Return, without any change, the lines of the listing from the one containing "Every instance of the curb" through the end of the listing, both included.

(Dataset rows)
>>
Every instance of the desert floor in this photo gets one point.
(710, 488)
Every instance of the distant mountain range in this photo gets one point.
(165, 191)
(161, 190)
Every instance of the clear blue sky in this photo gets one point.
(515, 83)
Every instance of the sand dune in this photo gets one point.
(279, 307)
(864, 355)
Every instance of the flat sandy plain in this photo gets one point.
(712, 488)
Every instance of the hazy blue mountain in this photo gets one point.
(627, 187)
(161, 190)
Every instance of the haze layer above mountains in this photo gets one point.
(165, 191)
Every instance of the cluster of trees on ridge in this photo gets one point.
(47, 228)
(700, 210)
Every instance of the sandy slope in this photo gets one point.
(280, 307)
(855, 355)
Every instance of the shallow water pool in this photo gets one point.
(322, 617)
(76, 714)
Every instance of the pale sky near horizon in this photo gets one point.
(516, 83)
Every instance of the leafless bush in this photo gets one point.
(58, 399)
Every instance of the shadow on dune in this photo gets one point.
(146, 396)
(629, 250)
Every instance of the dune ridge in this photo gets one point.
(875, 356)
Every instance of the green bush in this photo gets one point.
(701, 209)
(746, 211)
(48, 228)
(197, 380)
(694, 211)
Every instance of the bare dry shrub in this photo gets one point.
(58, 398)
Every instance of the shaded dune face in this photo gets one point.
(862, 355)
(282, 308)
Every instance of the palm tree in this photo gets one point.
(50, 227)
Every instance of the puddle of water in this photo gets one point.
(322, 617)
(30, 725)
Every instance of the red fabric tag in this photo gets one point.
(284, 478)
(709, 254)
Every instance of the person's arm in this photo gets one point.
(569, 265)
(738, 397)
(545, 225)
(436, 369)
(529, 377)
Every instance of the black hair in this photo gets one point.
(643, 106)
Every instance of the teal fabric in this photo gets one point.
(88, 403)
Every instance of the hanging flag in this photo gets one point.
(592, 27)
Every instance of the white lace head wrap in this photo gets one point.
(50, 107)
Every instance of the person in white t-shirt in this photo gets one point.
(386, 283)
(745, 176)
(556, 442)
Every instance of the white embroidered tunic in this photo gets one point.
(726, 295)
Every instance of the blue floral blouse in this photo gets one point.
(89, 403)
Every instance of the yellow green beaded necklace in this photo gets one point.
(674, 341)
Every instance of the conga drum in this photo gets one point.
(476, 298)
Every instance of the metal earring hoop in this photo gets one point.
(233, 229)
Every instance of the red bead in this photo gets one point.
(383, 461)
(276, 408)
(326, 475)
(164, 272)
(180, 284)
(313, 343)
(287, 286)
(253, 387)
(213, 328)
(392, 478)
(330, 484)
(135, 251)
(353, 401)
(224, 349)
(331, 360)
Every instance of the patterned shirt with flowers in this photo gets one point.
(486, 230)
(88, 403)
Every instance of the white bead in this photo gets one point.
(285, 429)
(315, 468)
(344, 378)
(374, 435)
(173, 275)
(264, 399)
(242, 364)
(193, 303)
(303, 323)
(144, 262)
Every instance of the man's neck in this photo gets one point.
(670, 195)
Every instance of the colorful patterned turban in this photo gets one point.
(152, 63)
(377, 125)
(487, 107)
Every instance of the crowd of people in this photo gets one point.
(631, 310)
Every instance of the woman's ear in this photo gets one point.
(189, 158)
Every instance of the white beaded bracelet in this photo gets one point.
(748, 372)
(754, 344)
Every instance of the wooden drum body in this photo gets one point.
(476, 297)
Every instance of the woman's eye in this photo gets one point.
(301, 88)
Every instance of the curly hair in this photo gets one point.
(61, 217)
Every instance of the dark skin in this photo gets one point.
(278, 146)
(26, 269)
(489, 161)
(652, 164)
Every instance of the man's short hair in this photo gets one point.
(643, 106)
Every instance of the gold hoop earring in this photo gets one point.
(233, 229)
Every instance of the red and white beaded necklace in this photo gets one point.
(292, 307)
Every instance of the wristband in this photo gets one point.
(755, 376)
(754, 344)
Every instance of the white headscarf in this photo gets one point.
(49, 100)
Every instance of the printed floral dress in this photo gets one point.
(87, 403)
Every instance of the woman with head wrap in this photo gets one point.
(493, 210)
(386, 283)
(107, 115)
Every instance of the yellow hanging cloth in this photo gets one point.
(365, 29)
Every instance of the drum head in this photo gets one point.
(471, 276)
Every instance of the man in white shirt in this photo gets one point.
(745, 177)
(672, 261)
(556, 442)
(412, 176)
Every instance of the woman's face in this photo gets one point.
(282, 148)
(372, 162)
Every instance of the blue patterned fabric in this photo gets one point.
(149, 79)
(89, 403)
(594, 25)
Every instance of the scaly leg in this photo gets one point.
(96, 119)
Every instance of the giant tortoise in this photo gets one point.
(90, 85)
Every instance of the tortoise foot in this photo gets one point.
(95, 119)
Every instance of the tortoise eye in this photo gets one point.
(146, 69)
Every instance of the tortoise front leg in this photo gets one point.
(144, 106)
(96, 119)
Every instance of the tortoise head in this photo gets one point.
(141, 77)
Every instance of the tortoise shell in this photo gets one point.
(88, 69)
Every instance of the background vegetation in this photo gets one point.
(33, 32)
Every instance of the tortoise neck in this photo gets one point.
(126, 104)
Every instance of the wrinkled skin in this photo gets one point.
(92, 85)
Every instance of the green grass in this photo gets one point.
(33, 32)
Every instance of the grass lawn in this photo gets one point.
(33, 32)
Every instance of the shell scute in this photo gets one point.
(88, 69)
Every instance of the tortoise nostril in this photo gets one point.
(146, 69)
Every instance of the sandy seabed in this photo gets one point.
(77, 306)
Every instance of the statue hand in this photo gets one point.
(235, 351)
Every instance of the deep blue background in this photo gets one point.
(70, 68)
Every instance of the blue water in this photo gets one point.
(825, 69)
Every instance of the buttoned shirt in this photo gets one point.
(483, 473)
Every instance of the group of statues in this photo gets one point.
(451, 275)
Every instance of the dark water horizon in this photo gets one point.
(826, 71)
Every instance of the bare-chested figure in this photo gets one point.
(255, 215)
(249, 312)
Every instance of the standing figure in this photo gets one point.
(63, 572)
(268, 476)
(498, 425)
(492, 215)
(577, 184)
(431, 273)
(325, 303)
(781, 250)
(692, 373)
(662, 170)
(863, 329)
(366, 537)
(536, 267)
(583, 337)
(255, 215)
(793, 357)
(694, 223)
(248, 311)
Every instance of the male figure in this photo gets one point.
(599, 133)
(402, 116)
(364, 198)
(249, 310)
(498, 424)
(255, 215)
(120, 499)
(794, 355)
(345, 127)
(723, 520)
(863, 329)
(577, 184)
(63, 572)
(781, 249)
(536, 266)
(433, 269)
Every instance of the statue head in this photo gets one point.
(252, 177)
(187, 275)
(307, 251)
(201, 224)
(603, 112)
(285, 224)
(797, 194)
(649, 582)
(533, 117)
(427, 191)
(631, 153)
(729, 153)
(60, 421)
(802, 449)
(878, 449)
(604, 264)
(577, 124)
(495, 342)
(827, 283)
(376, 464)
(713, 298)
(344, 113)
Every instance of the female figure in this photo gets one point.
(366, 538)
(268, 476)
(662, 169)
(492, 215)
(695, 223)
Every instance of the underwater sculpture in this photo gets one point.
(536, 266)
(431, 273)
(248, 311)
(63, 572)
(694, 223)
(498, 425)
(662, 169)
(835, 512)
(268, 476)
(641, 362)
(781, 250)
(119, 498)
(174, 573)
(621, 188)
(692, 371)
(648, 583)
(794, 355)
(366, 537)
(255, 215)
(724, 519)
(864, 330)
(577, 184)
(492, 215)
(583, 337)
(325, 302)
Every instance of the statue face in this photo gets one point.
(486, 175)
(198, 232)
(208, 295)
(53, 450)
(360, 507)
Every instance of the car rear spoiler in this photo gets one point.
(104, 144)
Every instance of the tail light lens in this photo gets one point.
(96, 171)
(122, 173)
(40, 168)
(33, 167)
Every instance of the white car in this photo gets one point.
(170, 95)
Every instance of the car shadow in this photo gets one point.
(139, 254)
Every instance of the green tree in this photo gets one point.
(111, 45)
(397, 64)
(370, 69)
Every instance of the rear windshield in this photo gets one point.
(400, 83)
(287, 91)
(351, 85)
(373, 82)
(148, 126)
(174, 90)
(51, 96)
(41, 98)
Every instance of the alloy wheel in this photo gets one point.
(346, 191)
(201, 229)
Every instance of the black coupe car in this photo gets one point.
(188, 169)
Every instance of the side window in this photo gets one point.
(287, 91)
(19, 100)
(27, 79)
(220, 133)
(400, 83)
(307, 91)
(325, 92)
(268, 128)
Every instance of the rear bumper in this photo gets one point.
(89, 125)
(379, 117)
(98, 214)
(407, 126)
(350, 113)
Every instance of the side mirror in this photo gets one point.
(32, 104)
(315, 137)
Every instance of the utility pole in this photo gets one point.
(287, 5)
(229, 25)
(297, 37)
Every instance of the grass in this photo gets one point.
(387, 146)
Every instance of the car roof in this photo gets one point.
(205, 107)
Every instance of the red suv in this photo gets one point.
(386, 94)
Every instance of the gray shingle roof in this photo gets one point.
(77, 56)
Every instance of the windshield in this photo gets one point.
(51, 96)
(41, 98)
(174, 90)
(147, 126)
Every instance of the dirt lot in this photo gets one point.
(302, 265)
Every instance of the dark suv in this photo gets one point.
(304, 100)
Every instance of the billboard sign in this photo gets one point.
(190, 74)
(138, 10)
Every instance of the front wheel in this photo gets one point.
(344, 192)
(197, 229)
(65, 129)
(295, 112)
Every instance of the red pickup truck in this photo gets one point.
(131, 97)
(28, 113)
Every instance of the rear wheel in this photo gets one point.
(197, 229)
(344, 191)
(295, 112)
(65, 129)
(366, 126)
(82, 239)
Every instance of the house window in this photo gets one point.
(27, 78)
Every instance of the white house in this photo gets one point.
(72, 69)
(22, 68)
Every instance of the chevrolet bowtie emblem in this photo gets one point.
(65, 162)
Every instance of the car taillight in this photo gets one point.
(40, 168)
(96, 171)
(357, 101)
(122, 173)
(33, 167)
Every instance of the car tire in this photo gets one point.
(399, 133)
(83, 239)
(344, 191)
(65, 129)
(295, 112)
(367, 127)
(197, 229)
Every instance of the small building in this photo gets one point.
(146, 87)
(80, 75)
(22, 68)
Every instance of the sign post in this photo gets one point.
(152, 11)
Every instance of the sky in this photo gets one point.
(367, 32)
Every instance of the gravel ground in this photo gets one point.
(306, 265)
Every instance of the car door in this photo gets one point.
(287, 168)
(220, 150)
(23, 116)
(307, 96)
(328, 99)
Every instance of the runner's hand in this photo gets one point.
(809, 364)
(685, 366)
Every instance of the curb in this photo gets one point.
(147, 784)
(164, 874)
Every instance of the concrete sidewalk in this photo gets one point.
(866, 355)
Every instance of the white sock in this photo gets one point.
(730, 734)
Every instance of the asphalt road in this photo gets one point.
<<
- _Response to the task_:
Every instance of the curb in this photo gets one point.
(147, 784)
(164, 874)
Every instance of the concrete sidewalk in this photo gets one point.
(866, 355)
Every instance of the white sock in this photo gets one point.
(730, 734)
Every instance of the asphalt road in this photo gets one point.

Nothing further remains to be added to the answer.